* [JOB] Update the entries from the line containing "of the child" through the last line of the entries, replacing every "Study" with "Examine". Return only those lines, with everything else unchanged.

— Start of INFORMATION PROVIDED —

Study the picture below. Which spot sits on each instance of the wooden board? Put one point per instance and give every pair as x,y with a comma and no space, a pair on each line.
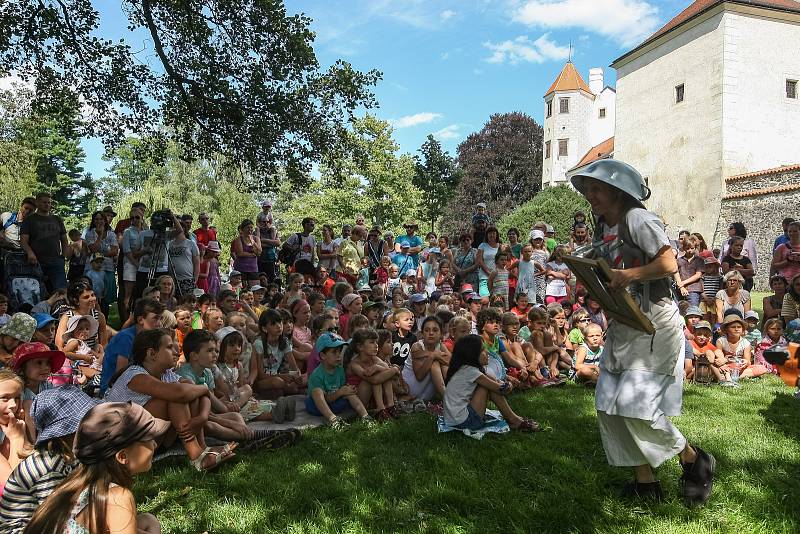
617,303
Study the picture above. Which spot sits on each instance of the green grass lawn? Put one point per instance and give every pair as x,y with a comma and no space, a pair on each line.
404,477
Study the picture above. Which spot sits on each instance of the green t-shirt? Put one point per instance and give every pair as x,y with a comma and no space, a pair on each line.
327,382
207,378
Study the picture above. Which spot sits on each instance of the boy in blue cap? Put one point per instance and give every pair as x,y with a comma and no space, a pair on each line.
328,392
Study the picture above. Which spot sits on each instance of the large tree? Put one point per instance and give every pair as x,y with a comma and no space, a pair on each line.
374,182
501,166
437,175
236,77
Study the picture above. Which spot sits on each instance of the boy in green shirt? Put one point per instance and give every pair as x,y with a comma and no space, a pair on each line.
328,391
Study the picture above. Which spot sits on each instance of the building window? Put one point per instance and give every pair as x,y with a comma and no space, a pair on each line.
791,88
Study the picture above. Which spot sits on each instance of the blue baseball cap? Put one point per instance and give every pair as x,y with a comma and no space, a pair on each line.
329,340
43,319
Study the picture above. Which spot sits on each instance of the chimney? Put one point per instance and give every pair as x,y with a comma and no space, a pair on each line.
596,80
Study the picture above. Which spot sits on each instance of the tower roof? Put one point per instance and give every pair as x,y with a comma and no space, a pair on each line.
569,80
698,7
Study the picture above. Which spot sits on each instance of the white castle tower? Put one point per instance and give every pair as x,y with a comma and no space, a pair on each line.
578,124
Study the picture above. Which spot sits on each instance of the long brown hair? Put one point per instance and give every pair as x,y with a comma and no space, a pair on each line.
51,517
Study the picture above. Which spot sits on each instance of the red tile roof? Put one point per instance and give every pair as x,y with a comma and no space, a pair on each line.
602,151
774,170
699,7
569,80
766,191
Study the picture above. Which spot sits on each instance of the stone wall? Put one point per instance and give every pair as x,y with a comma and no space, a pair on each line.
760,201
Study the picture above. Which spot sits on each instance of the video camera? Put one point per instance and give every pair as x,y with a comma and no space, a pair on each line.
161,220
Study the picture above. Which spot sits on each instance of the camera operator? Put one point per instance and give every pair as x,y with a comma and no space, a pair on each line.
163,226
184,259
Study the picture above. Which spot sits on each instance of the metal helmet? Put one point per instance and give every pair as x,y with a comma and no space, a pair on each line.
615,173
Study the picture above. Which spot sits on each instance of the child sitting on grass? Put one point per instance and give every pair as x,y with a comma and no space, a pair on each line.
230,388
425,370
469,388
542,341
186,406
588,354
706,355
370,375
737,349
328,391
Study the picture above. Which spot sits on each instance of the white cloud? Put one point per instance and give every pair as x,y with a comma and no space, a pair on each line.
448,132
523,49
627,22
415,119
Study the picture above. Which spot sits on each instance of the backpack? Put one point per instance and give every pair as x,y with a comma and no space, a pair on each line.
288,254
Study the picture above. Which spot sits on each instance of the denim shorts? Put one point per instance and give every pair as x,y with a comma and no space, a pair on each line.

— End of INFORMATION PROVIDED —

* [RESPONSE]
Examine the picture above. Which spot sits on each instance of the child sitting on grass? Put one point per instance and give every pair as x,y with a comma and no space, a pair on each line.
230,388
425,370
469,388
542,341
186,406
588,354
706,355
370,375
737,349
328,391
Examine the picture above. Which spot sits on each instance of the white cloud? Put one point per instance and give every pair as x,y with a comma and no space, a pair on each line.
448,132
523,49
627,22
415,119
Examine the picture above. Which spot sits on each instance of the backpack? Put one point per instance and give every pair as x,y with a comma and no space, a pair on each line.
288,254
Examine the picture above. Which spot sits on each instance of the denim shorts? Put one point per instance and give every pair as x,y with a comma and no space, a pair on each line.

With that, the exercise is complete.